━━━ Material for this task
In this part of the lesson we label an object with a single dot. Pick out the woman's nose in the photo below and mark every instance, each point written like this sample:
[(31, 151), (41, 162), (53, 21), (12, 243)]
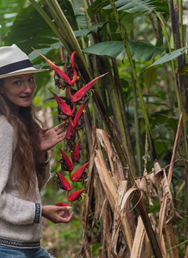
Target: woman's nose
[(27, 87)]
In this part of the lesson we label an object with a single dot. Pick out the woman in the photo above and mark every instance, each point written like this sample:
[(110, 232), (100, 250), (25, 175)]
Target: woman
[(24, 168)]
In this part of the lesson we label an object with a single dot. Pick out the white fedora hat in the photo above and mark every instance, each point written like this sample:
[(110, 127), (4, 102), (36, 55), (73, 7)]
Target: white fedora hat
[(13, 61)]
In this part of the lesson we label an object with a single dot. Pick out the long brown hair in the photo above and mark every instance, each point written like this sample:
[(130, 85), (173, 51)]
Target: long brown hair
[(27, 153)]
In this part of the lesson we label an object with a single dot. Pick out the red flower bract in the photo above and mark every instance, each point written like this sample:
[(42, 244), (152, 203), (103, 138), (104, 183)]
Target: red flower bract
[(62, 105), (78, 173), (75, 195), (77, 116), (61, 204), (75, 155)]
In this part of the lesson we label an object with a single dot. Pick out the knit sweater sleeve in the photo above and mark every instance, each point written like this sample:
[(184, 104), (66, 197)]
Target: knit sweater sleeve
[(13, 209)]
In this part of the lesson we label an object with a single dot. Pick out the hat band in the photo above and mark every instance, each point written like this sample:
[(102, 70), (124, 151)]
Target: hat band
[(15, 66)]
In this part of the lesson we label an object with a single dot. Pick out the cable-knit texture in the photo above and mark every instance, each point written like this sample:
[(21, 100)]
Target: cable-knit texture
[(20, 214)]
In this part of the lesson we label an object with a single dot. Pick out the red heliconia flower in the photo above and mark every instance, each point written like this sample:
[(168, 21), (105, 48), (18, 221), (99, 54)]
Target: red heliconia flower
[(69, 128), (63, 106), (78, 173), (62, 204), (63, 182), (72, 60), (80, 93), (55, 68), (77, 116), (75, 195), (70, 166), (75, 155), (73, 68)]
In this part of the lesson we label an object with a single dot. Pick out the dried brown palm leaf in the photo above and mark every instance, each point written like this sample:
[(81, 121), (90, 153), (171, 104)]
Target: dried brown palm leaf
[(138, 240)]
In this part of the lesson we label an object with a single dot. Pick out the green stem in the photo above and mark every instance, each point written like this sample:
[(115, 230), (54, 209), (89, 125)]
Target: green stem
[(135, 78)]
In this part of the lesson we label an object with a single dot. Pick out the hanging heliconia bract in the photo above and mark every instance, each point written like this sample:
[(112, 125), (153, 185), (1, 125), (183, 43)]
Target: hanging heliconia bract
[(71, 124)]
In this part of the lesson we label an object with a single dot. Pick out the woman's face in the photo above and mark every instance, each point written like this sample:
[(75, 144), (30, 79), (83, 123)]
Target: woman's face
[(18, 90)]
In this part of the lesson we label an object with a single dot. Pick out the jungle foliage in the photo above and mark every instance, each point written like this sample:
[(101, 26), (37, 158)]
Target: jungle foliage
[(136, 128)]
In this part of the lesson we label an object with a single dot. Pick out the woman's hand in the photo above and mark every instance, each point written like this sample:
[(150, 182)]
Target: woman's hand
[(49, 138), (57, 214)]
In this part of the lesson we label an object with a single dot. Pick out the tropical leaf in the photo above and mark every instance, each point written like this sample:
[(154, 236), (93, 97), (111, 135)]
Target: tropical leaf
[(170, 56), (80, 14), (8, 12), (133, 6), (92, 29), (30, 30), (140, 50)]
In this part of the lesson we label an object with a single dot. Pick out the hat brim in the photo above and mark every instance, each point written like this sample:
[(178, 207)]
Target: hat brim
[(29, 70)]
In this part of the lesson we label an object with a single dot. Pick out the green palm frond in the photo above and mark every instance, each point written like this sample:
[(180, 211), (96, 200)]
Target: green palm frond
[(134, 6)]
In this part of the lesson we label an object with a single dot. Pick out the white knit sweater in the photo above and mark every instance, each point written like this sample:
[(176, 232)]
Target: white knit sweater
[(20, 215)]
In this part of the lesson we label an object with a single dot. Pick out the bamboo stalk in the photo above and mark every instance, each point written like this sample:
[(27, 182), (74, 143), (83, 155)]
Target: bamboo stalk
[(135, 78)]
━━━━━━
Repeat the listing above exactly, with no pictures.

Task result
In this part of the lesson we label an object with a single dot. Pick out the woman's nose in the photo below and mark every instance, each point written like this sample:
[(31, 151), (41, 162), (53, 21), (12, 243)]
Target: woman's nose
[(27, 87)]
In this part of the lesson we label an object with a single dot. Pick out the woman in the photo above and mark every instance, each point written like this sample:
[(110, 232), (100, 250), (25, 175)]
Target: woman
[(24, 168)]
In this part of the lesson we label an object with a single dot. Pick out the white fedora hat in the photo above and mark every instance, each point written like this sample:
[(110, 127), (4, 102), (36, 55), (73, 7)]
Target: white fedora hat
[(13, 61)]
In this part of the lesson we label an object with a single dot. Pick out the long brown hair in the photo above and mark every instance, each point written like this sample:
[(130, 85), (173, 51)]
Target: long brown hair
[(27, 153)]
In this part of the lesson we label an object with a single dot. Pick out the red flower bract in the photo above and mark every instance, each point written like this sample:
[(42, 244), (152, 203), (103, 138), (104, 183)]
Target: red flower bract
[(62, 105), (78, 173), (75, 195), (77, 116), (61, 204), (75, 155)]
In this part of the lesson we label an object with a single dot. Pick out the knit sweater sleeve in the photo above and mark every instance, each point written like this sample:
[(184, 104), (66, 197)]
Target: knit sweater sleeve
[(13, 209)]
In this part of the lesson we label an object with a single dot. Pick out the hat band in the photo above and mark every instance, each point written like this sample:
[(102, 70), (124, 151)]
Target: hat band
[(15, 66)]
In this part of the lesson we label an object with a single dot. Pick out the cable-knit texture in the photo above and mark every instance, each point written like this sample:
[(21, 100)]
Target: cable-knit texture
[(20, 214)]
In this part of the lesson we label an object with a single dot. Pick out the red heliconia flower in the photo above and mark every instance, each point written like this sample:
[(168, 21), (105, 48), (18, 221), (99, 54)]
Target: red heliconia flower
[(69, 128), (63, 106), (78, 173), (62, 204), (63, 182), (72, 60), (80, 93), (55, 68), (77, 116), (75, 195), (70, 166), (75, 155), (73, 68)]
In this part of the lesson we label an object with a single dot. Pick out the dried brown palm leaf in the photo above and mark every instance, each point written like this sample:
[(81, 121), (90, 153), (171, 104)]
Target: dried brown palm leaf
[(138, 240)]
In this part of the lesson we label an object with a single dot. Pick out the green stem in the photo above and mark every instance, each point written like this sample:
[(115, 230), (54, 209), (89, 125)]
Target: green stem
[(135, 78)]
In this part of the lesson we label an object with a single dot. Pick out the hanging heliconia bract in the photo above and mark every instance, each point written like this sample:
[(112, 125), (153, 185), (1, 125), (183, 43)]
Target: hanging heliconia bract
[(71, 124)]
In this part of the lesson we label an object with a single dot. Pick out the woman's face in the photo above and mark every instance, each point written like this sample:
[(75, 144), (30, 79), (83, 123)]
Target: woman's face
[(18, 90)]
In this part of the lesson we label an object with a single dot. Pick out the jungle foliage in the photo above and mark every instance, each point written like this sample:
[(101, 26), (37, 158)]
Target: jungle foliage
[(136, 128)]
In this part of the lesson we label an object with a single dot. Pick out the woman's hand in the photo above and mark every instance, each point written like this sample:
[(150, 182)]
Target: woman's hand
[(49, 138), (57, 214)]
In this part of the lesson we label an object with a single dot. Pick out the tropical leaf in the photo above and mark every instance, each point written like this sample:
[(154, 236), (93, 97), (111, 135)]
Target: tropical leaf
[(170, 56), (80, 14), (8, 12), (133, 6), (92, 29), (30, 30), (140, 50)]
In this part of the lesson we label an object with a single dot. Pick out the hat brim in the photo above and mark every instance, each point written like this sample:
[(178, 207)]
Target: hat brim
[(29, 70)]
In this part of the lesson we label an object with a single dot. Pick out the green palm frond in the photo above and mark every instance, each point written like this sample:
[(180, 211), (96, 200)]
Target: green palm frond
[(134, 6)]
In this part of the lesson we label an object with a single dot. Pick out the white knit sweater in the photo above and mark every instance, each point written like this sample:
[(176, 232)]
Target: white knit sweater
[(20, 215)]
In this part of the lesson we label an object with a single dot. Pick out the bamboo stalk in the photo above and mark every instance, each point written like this sample:
[(27, 182), (74, 143), (83, 155)]
Target: bamboo stalk
[(135, 78)]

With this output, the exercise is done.